### EXTRACT PROVIDED
The data presented in the recently published hospitality report on the Nigerian hospitality sector by Jumia Travel has finally cleared the air on the argument that Nigeria doesn’t have enough tourist destinations to attract people’s for holidays.
It’s fair to say that without the economic woes that plagued the country last year which placed lots of pressure on people’s spending habit, no one would have fully understood how much the country can generate from the tourism sector.
Meanwhile, the 2014 & 2015 World Travel & Tourism Council (WTTC) reports indicated that domestic travel had always contributed more than two-third of tourism’s contribution to the country’s GDP.
For instance, in 2014, domestic travel spending generated 95.8% of direct Travel & Tourism GDP compared with 4.2% for international visitor exports (money spent by foreign visitors to a country), and was forecast to grow by 2.7% in 2015 to NGN2, 544.3bn.
In 2015, domestic travel increased slightly to 97% while international visitor export went below 4%. Despite the huge revenue generated in the last 3 years, the tourism sector doesn’t seem to reflect this massive income. There are two reasons why this is so.
First, the revenue generated primarily reflects the activities of industries such as hotels, travel agents, airlines and other passenger transportation services (excluding commuter services). But it also included, for example, the activities of the restaurant and leisure industries directly supported.
Second, there was an ‘indirect’ contribution which encompassed the GDP and the jobs supported by travel & tourism investment spending – an important aspect of both current and future activity.
This includes investment activity such as the purchase of new aircraft and construction of new hotels; Government ‘collective’ spending, which helps travel & tourism activity in many different ways as it is made on behalf of the ‘community at large’ – e.g. tourism marketing and promotion, aviation, administration, security services, resort area security services, resort area sanitation services, etc;
Also, domestic purchases of goods and services by the sectors dealing directly with tourists – including, for example, purchases of food and cleaning services by hotels, of fuel and catering services by airlines, and IT services by travel agents. The ‘induced’ contribution measures the GDP and jobs supported by the spending of those who are directly or indirectly employed by the Travel & Tourism sector.

### DATA PROVIDED
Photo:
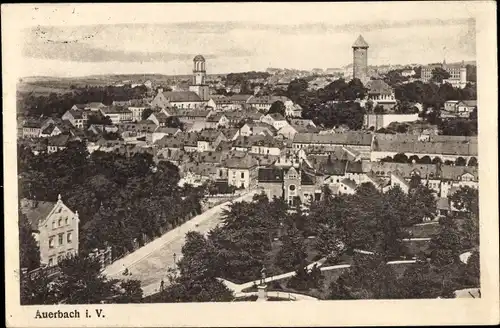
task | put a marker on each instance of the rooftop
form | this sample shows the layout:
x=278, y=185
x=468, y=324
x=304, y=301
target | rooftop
x=345, y=138
x=35, y=211
x=181, y=96
x=360, y=43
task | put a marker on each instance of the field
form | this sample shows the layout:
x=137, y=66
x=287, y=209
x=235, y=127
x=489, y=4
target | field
x=44, y=85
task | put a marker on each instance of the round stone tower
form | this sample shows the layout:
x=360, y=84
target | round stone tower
x=199, y=85
x=360, y=59
x=463, y=75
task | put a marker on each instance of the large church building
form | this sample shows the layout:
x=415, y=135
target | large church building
x=360, y=60
x=198, y=96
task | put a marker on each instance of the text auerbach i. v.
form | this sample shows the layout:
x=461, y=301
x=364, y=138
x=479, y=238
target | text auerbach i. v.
x=66, y=314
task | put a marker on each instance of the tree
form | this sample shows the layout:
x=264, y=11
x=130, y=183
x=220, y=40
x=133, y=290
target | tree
x=379, y=109
x=277, y=107
x=174, y=122
x=421, y=203
x=38, y=289
x=472, y=273
x=425, y=160
x=129, y=291
x=472, y=161
x=413, y=159
x=98, y=120
x=460, y=161
x=439, y=74
x=466, y=201
x=400, y=158
x=368, y=278
x=445, y=246
x=146, y=113
x=198, y=270
x=81, y=281
x=29, y=254
x=292, y=253
x=369, y=106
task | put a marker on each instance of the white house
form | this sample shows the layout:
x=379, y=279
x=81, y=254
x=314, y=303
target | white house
x=276, y=120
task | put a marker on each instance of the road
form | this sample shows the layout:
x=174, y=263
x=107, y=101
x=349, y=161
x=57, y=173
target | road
x=149, y=264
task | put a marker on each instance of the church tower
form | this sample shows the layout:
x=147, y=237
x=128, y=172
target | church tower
x=360, y=59
x=199, y=85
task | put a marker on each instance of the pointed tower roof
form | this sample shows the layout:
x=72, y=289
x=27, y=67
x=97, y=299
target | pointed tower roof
x=360, y=43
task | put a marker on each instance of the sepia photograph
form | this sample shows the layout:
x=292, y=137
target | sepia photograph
x=244, y=153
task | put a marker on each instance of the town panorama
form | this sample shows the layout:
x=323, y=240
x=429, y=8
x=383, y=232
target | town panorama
x=359, y=182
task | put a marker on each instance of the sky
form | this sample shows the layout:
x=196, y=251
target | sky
x=78, y=40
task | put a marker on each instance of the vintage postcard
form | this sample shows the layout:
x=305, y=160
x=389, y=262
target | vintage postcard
x=250, y=164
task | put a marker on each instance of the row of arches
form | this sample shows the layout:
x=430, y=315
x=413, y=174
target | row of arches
x=402, y=158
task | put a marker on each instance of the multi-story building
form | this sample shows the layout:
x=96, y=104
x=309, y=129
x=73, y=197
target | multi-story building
x=380, y=93
x=241, y=172
x=356, y=141
x=77, y=117
x=117, y=114
x=444, y=148
x=458, y=73
x=55, y=228
x=360, y=59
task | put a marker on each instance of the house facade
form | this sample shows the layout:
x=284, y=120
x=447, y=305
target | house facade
x=55, y=227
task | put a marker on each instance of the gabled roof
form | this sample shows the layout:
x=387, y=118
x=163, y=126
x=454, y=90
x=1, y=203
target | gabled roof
x=115, y=110
x=215, y=117
x=266, y=99
x=306, y=179
x=348, y=182
x=443, y=203
x=360, y=43
x=95, y=105
x=181, y=96
x=190, y=112
x=77, y=114
x=446, y=145
x=167, y=130
x=239, y=98
x=454, y=173
x=270, y=174
x=59, y=140
x=346, y=138
x=276, y=117
x=35, y=211
x=31, y=123
x=246, y=162
x=209, y=135
x=378, y=87
x=49, y=129
x=160, y=116
x=469, y=103
x=329, y=167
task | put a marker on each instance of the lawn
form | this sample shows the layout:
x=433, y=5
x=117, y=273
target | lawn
x=272, y=269
x=416, y=247
x=320, y=293
x=424, y=231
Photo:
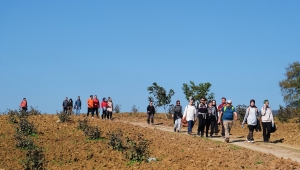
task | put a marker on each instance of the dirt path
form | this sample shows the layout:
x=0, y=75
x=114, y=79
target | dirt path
x=279, y=150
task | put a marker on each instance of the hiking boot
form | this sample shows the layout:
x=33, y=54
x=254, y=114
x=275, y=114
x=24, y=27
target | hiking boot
x=227, y=140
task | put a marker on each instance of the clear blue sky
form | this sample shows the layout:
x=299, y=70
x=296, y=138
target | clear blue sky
x=53, y=49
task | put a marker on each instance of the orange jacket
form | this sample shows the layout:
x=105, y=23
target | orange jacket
x=90, y=103
x=23, y=103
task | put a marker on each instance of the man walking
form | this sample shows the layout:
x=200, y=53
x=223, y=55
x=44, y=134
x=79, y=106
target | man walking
x=219, y=110
x=150, y=113
x=77, y=106
x=90, y=104
x=227, y=114
x=65, y=105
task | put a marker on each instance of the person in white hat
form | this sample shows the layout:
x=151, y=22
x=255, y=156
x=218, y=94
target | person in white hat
x=227, y=114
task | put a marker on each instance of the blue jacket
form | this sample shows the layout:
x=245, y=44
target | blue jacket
x=78, y=104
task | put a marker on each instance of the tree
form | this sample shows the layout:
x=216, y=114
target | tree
x=196, y=92
x=290, y=87
x=160, y=96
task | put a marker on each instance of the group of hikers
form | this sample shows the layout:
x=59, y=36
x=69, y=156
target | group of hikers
x=93, y=107
x=210, y=116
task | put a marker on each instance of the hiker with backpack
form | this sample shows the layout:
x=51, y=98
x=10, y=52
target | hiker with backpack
x=202, y=117
x=267, y=120
x=177, y=116
x=190, y=115
x=104, y=108
x=77, y=106
x=220, y=110
x=227, y=114
x=110, y=108
x=23, y=105
x=211, y=120
x=251, y=117
x=96, y=106
x=150, y=113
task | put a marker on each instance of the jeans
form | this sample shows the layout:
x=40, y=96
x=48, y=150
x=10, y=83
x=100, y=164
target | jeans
x=266, y=130
x=250, y=134
x=150, y=116
x=77, y=111
x=201, y=123
x=104, y=112
x=177, y=124
x=227, y=125
x=190, y=126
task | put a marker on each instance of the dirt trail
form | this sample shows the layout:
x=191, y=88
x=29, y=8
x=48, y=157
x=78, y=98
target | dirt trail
x=279, y=150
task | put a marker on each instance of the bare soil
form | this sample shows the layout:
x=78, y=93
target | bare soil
x=66, y=147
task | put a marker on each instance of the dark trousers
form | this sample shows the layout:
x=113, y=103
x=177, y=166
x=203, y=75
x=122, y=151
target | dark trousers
x=65, y=109
x=90, y=110
x=266, y=130
x=150, y=116
x=109, y=115
x=104, y=113
x=250, y=134
x=211, y=122
x=96, y=110
x=190, y=126
x=201, y=123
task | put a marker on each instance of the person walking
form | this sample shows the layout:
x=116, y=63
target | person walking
x=251, y=117
x=220, y=110
x=90, y=103
x=104, y=108
x=177, y=116
x=216, y=128
x=70, y=106
x=202, y=116
x=110, y=108
x=65, y=105
x=150, y=113
x=267, y=120
x=227, y=114
x=211, y=118
x=23, y=105
x=96, y=106
x=190, y=115
x=77, y=106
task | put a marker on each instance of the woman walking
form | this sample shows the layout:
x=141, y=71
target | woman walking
x=177, y=115
x=190, y=116
x=267, y=120
x=70, y=106
x=211, y=118
x=251, y=117
x=110, y=108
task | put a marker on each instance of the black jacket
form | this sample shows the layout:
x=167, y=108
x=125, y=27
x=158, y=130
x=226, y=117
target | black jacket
x=150, y=109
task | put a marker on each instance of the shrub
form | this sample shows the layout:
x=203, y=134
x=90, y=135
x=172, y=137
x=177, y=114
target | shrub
x=25, y=127
x=137, y=151
x=115, y=140
x=22, y=142
x=63, y=117
x=92, y=132
x=117, y=108
x=34, y=159
x=82, y=125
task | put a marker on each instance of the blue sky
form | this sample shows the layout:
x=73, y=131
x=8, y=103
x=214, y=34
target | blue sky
x=53, y=49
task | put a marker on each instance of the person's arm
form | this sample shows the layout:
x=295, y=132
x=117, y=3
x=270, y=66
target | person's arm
x=246, y=115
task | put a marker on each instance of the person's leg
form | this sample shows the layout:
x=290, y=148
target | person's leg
x=148, y=118
x=179, y=125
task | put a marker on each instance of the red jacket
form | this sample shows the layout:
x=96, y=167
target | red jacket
x=96, y=103
x=103, y=104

### TASK REQUIREMENTS
A - Answer these questions from the article on Nigeria's tourism sector:
(i) Which company published the hospitality report on the Nigerian hospitality sector?
(ii) What share of direct Travel & Tourism GDP did domestic travel spending generate in 2014?
(iii) What share did domestic travel reach in 2015?
B - Copy the part of the Nigerian tourism article starting at "In 2015, domestic" and ending at "and future activity.".
C - Continue the article on Nigeria's tourism sector from where it stops.
The records come from a different source than the article.

### ANSWERS BY TASK
A -
(i) Jumia Travel
(ii) 95.8%
(iii) 97%

B -
In 2015, domestic travel increased slightly to 97% while international visitor export went below 4%. Despite the huge revenue generated in the last 3 years, the tourism sector doesn’t seem to reflect this massive income. There are two reasons why this is so.
First, the revenue generated primarily reflects the activities of industries such as hotels, travel agents, airlines and other passenger transportation services (excluding commuter services). But it also included, for example, the activities of the restaurant and leisure industries directly supported.
Second, there was an ‘indirect’ contribution which encompassed the GDP and the jobs supported by travel & tourism investment spending – an important aspect of both current and future activity.

C -
Bruce Prins, a renowned hospitality consultant for over two decades shares fascinating trends that will shape the sector in 2017 (this year). “More recreational facilities and services will be required; better reservation systems that are 24 hours and easy to action will be the deal-breaker; ease or disease of air travel will affect everything; renovation and maintenance will make a hotel, and the lack thereof will break a hotel; and social media is, and will be even more so the most powerful marketing tool,” stated Mr Bruce.
The current President of the National Association of Nigeria Travel Agencies (NANTA), Mr. Bankole Bernard offered some suggestions on how to take the travel and tourism sector to the next level.
In his prescription, he mentioned four major quick fixes; government endorsement of policies that favor the industry in terms of forex request from CBN; aviation fuel supply to ease operations within the industry; improved infrastructure at airport terminals; and privatization of the aviation industry. According to him, once all of these are implemented, the sector will grow rapidly.
There are also some insightful data on the state of e-tourism in the country. First, Nigeria is among the leading countries with the highest smartphone penetration in Africa. In 2016, there were 15.5 million smartphone users in Nigeria.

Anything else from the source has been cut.